### SHORT PROBLEM
Only the lines from the line containing "of the shallow" to the end of the entries should be repeated, exactly as they appear.

### LISTED RECORDS
────

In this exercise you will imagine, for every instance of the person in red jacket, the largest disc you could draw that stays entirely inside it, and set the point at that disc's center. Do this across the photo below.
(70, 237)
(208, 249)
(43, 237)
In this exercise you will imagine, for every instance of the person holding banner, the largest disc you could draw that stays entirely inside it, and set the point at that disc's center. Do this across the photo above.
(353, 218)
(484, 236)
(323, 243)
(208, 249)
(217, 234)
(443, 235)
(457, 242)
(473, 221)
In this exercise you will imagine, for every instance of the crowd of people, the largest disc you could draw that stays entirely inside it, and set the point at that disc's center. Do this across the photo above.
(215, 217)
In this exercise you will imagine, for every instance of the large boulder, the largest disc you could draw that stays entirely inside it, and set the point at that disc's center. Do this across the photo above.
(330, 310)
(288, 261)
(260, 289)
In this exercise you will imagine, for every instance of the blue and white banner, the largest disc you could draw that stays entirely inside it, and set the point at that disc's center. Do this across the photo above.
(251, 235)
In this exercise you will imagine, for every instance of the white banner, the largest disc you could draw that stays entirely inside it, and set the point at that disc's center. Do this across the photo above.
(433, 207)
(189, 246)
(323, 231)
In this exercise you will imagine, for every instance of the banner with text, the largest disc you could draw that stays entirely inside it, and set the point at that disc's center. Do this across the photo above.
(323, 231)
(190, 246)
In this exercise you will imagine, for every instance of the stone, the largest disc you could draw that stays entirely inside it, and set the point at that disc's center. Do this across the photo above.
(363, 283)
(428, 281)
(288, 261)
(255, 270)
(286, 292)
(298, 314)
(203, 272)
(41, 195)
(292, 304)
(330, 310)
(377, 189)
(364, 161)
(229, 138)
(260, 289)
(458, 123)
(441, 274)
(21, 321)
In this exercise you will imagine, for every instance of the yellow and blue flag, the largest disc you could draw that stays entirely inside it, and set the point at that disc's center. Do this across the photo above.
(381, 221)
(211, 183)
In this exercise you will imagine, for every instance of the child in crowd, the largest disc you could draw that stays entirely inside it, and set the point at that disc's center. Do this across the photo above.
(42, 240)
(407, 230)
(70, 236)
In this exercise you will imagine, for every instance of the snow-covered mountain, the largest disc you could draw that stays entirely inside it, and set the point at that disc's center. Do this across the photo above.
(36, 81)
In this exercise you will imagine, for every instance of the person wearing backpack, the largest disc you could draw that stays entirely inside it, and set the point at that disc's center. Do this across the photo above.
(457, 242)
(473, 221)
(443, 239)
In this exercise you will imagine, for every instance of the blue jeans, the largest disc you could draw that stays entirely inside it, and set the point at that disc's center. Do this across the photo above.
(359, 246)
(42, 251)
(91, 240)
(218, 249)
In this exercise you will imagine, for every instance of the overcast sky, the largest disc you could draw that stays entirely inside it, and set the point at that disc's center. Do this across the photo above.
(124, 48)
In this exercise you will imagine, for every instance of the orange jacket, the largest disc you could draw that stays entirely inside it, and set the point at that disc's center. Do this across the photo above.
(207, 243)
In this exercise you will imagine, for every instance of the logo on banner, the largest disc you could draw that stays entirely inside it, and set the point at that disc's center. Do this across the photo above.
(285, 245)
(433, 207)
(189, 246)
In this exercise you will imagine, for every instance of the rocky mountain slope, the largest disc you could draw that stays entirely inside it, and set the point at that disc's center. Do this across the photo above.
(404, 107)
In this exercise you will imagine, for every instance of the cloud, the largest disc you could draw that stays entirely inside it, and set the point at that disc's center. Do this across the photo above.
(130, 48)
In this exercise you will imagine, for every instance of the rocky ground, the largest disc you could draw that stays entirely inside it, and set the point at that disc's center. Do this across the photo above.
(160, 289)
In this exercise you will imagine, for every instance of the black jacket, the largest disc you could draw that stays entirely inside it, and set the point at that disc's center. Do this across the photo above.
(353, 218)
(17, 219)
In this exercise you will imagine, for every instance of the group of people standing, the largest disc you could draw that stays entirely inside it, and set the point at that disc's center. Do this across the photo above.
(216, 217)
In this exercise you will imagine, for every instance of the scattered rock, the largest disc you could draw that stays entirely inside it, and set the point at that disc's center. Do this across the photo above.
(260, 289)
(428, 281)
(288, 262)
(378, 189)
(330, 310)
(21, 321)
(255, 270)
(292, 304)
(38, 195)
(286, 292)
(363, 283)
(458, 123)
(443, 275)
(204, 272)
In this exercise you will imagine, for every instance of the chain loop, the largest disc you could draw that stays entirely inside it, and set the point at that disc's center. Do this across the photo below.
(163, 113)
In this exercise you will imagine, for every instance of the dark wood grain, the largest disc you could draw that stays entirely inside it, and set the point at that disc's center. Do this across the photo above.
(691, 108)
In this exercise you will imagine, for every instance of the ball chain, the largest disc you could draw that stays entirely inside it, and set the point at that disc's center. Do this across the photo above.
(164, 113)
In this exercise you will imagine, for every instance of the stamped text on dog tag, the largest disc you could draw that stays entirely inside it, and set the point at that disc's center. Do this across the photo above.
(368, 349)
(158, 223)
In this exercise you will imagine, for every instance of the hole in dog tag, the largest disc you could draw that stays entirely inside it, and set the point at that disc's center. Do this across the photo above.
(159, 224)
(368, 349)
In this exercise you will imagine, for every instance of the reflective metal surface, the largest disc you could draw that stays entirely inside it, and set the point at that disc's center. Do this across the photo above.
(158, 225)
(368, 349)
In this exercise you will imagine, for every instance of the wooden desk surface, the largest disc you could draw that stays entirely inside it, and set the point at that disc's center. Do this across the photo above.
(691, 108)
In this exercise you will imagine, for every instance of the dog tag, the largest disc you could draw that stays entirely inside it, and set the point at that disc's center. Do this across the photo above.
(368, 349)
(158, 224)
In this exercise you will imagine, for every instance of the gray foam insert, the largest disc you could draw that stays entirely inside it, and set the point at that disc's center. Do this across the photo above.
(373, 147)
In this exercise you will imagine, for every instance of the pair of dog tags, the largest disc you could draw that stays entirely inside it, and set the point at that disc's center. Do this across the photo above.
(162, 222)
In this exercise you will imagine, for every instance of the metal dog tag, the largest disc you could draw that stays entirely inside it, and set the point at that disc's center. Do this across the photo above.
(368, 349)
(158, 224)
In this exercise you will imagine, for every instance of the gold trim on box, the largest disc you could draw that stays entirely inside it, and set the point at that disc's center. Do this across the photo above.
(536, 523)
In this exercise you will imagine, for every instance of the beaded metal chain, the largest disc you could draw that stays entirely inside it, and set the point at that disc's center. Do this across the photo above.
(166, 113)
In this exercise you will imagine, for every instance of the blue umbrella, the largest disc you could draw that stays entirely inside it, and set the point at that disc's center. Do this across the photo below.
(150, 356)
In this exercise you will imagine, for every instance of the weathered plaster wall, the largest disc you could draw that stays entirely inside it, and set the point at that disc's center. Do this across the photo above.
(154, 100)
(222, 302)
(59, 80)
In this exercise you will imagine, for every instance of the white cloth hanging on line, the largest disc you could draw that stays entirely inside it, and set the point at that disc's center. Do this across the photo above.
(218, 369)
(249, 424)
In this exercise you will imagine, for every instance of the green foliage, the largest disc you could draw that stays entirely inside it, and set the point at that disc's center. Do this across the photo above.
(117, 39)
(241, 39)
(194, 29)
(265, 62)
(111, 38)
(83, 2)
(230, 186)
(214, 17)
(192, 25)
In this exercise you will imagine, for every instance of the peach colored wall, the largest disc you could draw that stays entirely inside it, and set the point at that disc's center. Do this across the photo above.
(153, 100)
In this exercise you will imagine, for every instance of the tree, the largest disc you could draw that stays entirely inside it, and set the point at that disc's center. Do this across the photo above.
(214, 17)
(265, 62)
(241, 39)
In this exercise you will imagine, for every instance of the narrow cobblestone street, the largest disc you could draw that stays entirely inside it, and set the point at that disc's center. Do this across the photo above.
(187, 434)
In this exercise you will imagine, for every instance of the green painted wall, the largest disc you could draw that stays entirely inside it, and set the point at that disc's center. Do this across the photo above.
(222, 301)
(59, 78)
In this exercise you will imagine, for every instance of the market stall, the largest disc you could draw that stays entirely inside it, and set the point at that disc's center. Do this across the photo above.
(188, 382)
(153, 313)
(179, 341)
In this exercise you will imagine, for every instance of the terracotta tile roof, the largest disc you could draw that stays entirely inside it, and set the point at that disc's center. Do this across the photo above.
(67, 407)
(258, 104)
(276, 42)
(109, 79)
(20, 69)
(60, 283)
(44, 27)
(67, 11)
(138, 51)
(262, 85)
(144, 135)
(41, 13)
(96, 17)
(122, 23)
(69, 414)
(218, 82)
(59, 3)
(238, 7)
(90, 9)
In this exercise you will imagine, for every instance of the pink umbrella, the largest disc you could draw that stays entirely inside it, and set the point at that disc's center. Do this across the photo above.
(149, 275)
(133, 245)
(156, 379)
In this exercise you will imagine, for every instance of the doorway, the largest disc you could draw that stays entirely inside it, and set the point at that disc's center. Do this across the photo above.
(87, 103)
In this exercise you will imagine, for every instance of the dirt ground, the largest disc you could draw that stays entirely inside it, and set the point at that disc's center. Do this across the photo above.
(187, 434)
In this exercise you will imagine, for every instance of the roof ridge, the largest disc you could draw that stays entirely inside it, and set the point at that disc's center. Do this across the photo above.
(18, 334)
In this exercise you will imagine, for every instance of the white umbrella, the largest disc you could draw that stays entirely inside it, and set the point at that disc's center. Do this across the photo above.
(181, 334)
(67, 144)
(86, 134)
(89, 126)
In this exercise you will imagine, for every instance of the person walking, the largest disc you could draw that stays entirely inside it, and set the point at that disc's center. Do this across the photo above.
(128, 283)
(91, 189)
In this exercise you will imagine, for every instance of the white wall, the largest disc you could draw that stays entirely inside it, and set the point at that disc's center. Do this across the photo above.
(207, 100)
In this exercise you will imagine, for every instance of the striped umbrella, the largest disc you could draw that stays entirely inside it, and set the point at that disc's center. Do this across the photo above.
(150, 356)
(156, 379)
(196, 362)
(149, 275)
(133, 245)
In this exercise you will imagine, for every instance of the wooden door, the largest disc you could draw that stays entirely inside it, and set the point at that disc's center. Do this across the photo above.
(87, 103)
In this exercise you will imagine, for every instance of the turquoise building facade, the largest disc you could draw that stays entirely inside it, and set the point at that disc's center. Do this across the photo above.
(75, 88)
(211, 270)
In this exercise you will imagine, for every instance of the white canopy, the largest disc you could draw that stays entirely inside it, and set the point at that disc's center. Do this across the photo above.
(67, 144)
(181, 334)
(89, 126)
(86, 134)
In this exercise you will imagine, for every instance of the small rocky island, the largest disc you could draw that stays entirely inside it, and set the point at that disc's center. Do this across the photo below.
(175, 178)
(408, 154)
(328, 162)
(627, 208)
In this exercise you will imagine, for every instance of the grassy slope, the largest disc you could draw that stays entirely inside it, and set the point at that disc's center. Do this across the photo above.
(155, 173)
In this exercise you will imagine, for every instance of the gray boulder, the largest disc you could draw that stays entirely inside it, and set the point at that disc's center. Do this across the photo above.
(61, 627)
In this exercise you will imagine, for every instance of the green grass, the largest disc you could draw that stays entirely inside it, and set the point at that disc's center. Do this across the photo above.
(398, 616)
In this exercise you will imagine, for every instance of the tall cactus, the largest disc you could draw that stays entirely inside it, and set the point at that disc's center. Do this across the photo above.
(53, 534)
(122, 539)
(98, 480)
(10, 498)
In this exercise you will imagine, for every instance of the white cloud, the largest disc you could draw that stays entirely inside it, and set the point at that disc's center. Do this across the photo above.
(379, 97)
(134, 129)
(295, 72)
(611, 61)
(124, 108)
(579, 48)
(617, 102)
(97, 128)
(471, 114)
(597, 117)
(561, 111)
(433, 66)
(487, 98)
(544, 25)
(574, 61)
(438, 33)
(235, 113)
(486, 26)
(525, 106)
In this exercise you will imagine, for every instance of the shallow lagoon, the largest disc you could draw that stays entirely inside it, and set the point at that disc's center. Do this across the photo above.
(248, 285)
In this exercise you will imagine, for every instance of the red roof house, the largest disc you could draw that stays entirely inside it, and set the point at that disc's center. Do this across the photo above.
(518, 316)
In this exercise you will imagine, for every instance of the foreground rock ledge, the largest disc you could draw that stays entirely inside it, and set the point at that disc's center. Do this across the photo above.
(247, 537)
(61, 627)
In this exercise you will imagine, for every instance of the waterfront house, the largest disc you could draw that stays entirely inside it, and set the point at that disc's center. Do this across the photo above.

────

### THE RESULT
In this exercise you will imagine, for every instance of the shallow lagoon, the largest disc you could draw that stays entirely inside it, and set the point at that disc's center. Do this across the photo above.
(248, 285)
In this exercise you will imagine, for every instance of the red roof house, the largest disc you could draw that stays entirely inside it, and set the point at that disc's center. Do this across the photo above.
(518, 316)
In this exercise you will imagine, for every instance of the foreground rock ledge, the largest disc you could draw that stays entirely inside it, and set the point at that disc's center. Do this across the photo above.
(247, 537)
(61, 627)
In this exercise you will imagine, for every instance of the waterfront house, the largest disc you could draw that stays entirely inside it, and set the point at that disc's center. Do this across the photo above.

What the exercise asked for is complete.